Activity A> For the synthesis procedure below, decide whether each statement agrees with it: (i) The potassium-tert-butoxide/THF solution is added over 35 minutes. (ii) The 4-CBZ-piperidone is added while the batch is held at 24-28°C. (iii) After the methyl-tert-butyl ether extraction, the lower aqueous layer is kept. Answer each with yes or no and quote the text's deciding words.
Activity B> Extend the synthesis procedure below, picking up after its last sentence.

Document section>
★ ★ ★ ★

Under a N₂ purge and with agitation is prepared a solution of 53.5 Kg 3-carboxypropyl triphenylphosphomium bromide in 230.1 Kg of 1,2-dimethoxy-ethane. Potassium-tert-butoxide/THF (20 wt%, 141.8 Kg of soln.) is added over 35 minutes while maintaining the temperature at 24-28°C. The mixture is stirred at this temperature for 0.5 hour, at which point HPLC indicates a complete reaction. The agitated mixture is cooled to 10°C ± 2°C, then to the mixture is added 96.45 Kg (Titer: 1.15 molar eq. vs.) of 4-CBZ-piperidone in MTBE over 40 minutes such that batch temperature remains at 12°C ± 2°C. The mixture is agitated at this temperature for 10 minutes, then is heated to 20°C ± 2°C and agitated at that temperature for 2 hours. To the agitated mixture is added a solution of 22.5 Kg concentrated aq. HCl in 245.6 Kg of water so as to maintain the mixture at 20°C ± 2°C; the final pH is 0.5. The mixture is extracted, with agitation, with 214.0 Kg methyl-tert-butyl ether. Agitation is stopped, the phases are allowed to separate, and the aqueous layer (lower) is removed and discarded. The organic phase is washed with 133.75 Kg of water (agitate 5 minutes, separate, remove/discard aqueous layer), then with 10.7 Kg 50% NaOH in 126.8 Kg water (agitate 10 minutes, separate layers, removed/discard organic layer). The aqueous layer is extracted with 2 X 123.05 Kg EtOAc (agitate 5 minutes, separate layers, remove/discard organic layers). To the agitated aqueous layer is added 13.1 Kg concentrated aq. HCl to a pH of 2.5-3.5 (final: 2.82), then the mixture is extracted with 123.05 Kg EtOAc (agitate 5 minutes, separate layers, remove/discard aqueous layer). The EtOAc solution is washed with 133.75 Kg water (agitate 5 minutes, separate layers, remove/discard aqueous layer), then is assayed (wt/wt) for content of CBZ-PipBuen (total wt.: 194.86 kg, 17.05% CBZ-PipBuen [33.22 kg, 108 mole], 87.9% stoich yld.).

★ ★ ★ ★

Study material>
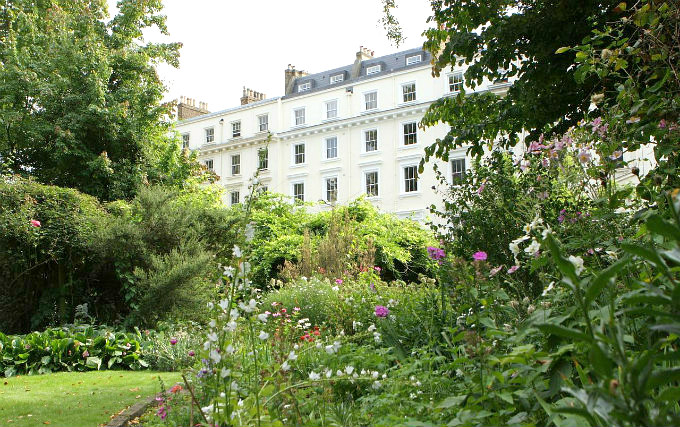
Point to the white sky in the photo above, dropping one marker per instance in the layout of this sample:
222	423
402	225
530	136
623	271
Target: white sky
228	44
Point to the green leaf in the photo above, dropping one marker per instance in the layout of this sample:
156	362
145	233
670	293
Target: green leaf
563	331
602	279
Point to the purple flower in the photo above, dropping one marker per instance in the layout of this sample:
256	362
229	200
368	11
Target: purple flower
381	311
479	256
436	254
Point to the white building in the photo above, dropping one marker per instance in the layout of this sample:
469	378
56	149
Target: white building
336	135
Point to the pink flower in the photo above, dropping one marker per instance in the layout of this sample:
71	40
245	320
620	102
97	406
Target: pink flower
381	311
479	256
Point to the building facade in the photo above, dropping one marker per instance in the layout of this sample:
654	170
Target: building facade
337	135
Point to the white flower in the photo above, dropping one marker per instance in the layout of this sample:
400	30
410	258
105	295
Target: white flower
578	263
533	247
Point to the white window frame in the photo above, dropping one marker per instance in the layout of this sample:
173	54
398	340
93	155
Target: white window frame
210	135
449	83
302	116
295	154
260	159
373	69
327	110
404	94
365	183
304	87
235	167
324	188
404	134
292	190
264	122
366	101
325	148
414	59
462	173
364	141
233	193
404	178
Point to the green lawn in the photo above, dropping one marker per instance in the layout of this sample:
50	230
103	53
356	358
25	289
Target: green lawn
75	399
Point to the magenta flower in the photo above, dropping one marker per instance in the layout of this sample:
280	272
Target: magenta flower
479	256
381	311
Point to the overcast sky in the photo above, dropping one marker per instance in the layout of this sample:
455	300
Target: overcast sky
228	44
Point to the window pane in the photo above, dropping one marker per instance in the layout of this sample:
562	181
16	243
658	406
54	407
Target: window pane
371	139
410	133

★ ★ ★ ★

Written response A>
(i) Yes: "is added over 35 minutes while maintaining the temperature at 24-28°C"
(ii) No: "such that batch temperature remains at 12°C ± 2°C"
(iii) No: "the aqueous layer (lower) is removed and discarded"

Written response B>
The EtOAc solution of PipBuen, along with 6.6 Kg 5% Pd/C (50% water by wt.) is charged with agitation to a stainless steel pressure tank, then the mixture is heated to 55°C ± 2°C. Potasium formate (38.2 Kg) dissolved in 66.4 Kg of water is added such that the reaction mixture temperature remains at 55°C ± 2°C (- 30 minutes). The mixture is agitated at 55°C ± 2°C for 2 hours, at which time reaction was complete (HPLC). To the reactor is added 6.6 Kg celite and 33.2 Kg water, the mixture agitated, then filtered. The reactor is rinsed with 33.2 Kg of water (filtered, added to main filtrate). The filtrate is placed in a new vessel, cooled to 20-25°C. the layers allowed to separate, and the organic layer removed and discarded. The aqueous layer is acidified with 52.1 Kg of concentrated aq. HCl to pH 2-3 (final: 2.82), then extracted with 4 X 129.5 Kg methylene chloride (agitate 5 minutes, separate layers, remove/discard organic layers). The aqueous phase is adjusted to pH 6.1 by addition, with agitation, of 17.85 Kg 50% aq. NaOH. The mixture is filtered to afford a 224 Kg solution containing 17.6 Kg (103 mole) of 4-(3'-carboxypropyl)piperidine.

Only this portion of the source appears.